### Source document
########
Northern Ireland (Ministers, Elections and Petitions of Concern) Act 2022 is an Act of Parliament that implements parts of the New Decade, New Approach agreement made following the three-year suspension of the Northern Ireland Executive as agreed by the Government of the United Kingdom, Government of Ireland and the political parties of Northern Ireland.

Background 

Following the New Decade, New Approach agreement, the Democratic Unionist Party, Sinn Féin, the Ulster Unionist Party, the Social Democratic and Labour Party, and the Alliance Pary entered into a power sharing Executive on 12 January 2020. This Executive, however, fell due to the resignation of the DUP First Minister over disputes surrounding the Northern Ireland Protocol.

Provisions 
According to the Northern Ireland Office, the legislation has the provisions of: Provide up to four, 6-week periods for appointing Northern Ireland Ministers, including the First Minister and the deputy First Minister, after an election
 Provide up to four, 6-week periods for appointing a First Minister and deputy First Minister after they cease to hold office (in the case of one of them resigning for instance)
########
### Exercise data
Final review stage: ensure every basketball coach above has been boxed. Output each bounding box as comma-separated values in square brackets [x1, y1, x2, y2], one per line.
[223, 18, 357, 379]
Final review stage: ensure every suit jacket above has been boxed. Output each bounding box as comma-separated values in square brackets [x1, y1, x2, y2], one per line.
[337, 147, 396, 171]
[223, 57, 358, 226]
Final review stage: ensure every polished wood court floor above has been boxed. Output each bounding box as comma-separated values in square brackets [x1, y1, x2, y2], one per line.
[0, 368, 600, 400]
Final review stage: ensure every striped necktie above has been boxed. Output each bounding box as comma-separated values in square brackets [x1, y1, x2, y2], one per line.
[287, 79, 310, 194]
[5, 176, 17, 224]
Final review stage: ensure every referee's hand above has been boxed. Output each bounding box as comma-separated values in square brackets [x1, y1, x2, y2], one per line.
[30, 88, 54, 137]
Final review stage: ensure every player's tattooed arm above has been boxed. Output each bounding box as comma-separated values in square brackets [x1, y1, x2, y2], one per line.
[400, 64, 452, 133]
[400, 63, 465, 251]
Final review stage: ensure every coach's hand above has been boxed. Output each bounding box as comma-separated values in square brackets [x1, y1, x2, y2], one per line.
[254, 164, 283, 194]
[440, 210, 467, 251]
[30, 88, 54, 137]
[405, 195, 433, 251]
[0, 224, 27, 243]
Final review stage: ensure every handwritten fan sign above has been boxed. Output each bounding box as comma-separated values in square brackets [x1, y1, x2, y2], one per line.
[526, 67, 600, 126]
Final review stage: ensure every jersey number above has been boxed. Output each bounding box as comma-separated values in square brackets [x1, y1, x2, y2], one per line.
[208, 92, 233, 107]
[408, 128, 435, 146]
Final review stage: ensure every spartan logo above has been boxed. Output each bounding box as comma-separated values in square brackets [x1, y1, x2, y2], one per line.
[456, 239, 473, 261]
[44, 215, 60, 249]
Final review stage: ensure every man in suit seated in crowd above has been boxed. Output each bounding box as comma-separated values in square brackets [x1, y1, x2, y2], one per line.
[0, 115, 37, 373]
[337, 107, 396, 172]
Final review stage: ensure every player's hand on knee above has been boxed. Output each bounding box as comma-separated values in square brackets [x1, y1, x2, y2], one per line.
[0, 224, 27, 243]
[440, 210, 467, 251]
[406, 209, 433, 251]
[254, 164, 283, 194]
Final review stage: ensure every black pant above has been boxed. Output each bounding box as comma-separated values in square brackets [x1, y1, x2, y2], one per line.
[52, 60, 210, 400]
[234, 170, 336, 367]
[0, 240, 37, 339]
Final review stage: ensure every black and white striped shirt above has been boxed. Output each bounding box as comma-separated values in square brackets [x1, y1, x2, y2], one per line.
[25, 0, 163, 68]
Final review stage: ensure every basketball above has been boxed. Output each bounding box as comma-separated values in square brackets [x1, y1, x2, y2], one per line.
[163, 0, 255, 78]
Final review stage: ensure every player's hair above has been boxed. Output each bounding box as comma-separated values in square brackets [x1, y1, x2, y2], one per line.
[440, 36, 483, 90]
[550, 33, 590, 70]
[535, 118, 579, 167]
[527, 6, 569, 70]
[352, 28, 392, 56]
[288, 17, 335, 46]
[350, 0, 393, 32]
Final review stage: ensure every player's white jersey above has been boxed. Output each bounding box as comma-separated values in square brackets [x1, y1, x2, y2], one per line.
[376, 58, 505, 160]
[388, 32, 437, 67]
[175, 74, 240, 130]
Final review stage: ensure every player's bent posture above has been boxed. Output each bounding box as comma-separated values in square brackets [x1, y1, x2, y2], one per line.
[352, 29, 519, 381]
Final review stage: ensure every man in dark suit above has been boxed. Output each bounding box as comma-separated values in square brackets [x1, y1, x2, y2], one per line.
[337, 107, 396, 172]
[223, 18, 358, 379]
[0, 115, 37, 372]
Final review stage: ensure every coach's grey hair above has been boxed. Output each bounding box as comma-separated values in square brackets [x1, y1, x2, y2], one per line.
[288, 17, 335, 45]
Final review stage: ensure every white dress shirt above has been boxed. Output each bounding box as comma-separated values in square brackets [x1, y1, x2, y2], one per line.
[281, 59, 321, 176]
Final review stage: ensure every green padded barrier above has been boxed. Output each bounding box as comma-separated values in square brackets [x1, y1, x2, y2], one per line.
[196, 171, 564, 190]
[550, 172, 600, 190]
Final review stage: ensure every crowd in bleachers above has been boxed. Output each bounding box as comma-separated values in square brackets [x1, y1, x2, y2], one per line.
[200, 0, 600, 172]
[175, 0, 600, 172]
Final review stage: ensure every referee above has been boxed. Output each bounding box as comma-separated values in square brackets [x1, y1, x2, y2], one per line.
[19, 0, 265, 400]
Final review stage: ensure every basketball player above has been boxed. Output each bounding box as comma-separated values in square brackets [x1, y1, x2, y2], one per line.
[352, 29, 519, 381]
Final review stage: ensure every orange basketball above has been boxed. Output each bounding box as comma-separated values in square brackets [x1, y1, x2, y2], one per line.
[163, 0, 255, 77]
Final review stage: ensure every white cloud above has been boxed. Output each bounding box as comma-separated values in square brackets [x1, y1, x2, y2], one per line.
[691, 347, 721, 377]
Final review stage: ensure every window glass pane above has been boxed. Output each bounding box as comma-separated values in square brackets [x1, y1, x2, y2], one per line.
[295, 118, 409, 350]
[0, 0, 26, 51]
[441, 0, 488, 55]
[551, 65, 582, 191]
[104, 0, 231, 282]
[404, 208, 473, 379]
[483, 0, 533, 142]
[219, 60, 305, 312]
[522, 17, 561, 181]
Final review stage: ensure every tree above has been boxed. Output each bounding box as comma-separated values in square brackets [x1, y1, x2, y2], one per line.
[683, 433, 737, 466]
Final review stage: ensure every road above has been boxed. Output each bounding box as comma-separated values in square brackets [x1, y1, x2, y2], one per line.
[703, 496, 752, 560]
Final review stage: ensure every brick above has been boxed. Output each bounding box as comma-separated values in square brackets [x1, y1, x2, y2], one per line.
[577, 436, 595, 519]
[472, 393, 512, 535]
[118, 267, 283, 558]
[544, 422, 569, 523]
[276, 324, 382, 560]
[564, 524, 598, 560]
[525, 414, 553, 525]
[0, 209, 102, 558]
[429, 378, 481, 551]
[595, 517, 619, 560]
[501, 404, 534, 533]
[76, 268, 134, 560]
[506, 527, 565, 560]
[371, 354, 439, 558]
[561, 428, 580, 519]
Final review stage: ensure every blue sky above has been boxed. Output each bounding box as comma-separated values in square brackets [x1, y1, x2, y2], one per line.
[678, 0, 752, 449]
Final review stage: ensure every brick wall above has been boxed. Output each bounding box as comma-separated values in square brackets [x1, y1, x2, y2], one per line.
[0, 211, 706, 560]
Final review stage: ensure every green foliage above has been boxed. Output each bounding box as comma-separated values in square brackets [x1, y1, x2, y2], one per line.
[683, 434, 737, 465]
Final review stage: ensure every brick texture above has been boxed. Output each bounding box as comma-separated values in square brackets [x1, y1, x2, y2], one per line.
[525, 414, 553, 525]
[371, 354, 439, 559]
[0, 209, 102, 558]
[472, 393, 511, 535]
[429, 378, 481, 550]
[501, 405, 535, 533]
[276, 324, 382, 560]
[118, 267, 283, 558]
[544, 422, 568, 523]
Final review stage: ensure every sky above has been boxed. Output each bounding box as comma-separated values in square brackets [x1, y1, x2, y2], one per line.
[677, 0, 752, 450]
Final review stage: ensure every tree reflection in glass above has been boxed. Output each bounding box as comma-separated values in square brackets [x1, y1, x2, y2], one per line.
########
### Request 1
In the article on the 2022 Northern Ireland Act, rewrite the paragraph beginning "Northern Ireland (Ministers, Elections and Petitions of Concern) Act 2022 is" more briefly, keeping its main facts.
### Request 2
From the rows, extract everything from the line containing "Final review stage: ensure every black pant" down to the line containing "[350, 0, 393, 32]", copying each line unchanged.
The article and the rows have nothing to do with each other.

### Response 1
This 2022 Act of Parliament puts parts of the New Decade, New Approach agreement into effect. The UK and Irish governments and Northern Ireland's political parties made that agreement after the Northern Ireland Executive had been suspended for three years.

### Response 2
Final review stage: ensure every black pant above has been boxed. Output each bounding box as comma-separated values in square brackets [x1, y1, x2, y2], one per line.
[52, 60, 210, 400]
[234, 170, 336, 367]
[0, 240, 37, 339]
Final review stage: ensure every black and white striped shirt above has been boxed. Output each bounding box as comma-separated values in square brackets [x1, y1, x2, y2], one per line.
[25, 0, 163, 68]
Final review stage: ensure every basketball above has been boxed. Output each bounding box as comma-separated values in square brackets [x1, y1, x2, y2], one per line.
[163, 0, 255, 78]
Final review stage: ensure every player's hair above has been boxed. Output each bounding box as comma-separated values in square brackets [x1, y1, x2, y2], one per line.
[440, 36, 483, 90]
[550, 33, 590, 70]
[535, 118, 579, 167]
[527, 6, 569, 70]
[352, 28, 392, 56]
[288, 17, 335, 46]
[350, 0, 393, 32]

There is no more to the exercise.